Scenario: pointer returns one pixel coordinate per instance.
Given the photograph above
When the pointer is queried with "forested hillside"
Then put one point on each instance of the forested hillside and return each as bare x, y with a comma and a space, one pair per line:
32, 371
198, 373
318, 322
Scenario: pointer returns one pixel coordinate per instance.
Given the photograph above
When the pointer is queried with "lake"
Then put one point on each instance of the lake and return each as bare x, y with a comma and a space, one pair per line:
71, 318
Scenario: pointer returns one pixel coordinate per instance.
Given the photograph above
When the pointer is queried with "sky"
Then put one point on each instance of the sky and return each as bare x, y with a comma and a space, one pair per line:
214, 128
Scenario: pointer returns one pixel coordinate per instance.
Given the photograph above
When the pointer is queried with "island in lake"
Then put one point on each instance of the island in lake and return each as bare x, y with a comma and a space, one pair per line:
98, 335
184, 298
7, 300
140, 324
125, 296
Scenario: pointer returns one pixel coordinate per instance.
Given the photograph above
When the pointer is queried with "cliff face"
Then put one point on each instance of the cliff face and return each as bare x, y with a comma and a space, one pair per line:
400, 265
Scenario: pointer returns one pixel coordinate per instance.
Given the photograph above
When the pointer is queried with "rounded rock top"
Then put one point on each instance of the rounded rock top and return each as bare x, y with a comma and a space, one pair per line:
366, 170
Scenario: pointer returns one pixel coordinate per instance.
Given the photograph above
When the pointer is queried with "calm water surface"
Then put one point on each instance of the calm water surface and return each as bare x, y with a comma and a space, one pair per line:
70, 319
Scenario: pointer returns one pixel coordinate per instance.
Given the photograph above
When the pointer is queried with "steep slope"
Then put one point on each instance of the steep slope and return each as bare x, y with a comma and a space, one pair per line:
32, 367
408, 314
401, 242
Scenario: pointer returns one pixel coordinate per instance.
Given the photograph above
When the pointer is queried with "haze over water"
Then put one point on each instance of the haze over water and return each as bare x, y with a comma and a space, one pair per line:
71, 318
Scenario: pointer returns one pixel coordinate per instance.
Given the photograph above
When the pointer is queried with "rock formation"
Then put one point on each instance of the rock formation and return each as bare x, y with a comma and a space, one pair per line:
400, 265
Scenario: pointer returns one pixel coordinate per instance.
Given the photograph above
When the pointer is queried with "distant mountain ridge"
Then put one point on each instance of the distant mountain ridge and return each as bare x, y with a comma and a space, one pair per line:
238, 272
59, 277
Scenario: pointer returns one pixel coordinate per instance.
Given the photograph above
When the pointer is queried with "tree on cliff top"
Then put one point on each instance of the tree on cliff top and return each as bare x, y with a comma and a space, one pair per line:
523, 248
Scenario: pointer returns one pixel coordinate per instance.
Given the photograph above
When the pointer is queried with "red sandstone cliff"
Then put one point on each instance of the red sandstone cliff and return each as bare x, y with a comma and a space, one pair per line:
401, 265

========

Your output should be an exact copy of every line from the one containing "Then put one point on each instance of the tree" through the end of the records.

Then put one point on each instance of the tree on cliff top and return each as bare x, y with a comma and a space, one pair per line:
523, 248
Scenario: pointer returns one pixel coordinate per instance.
Given the photograph above
When the pointer is queried with "red sandstone cliff"
Then put one point on each instance of the red sandstone cliff and return each as bare x, y with a comma and a space, one pair per line:
401, 265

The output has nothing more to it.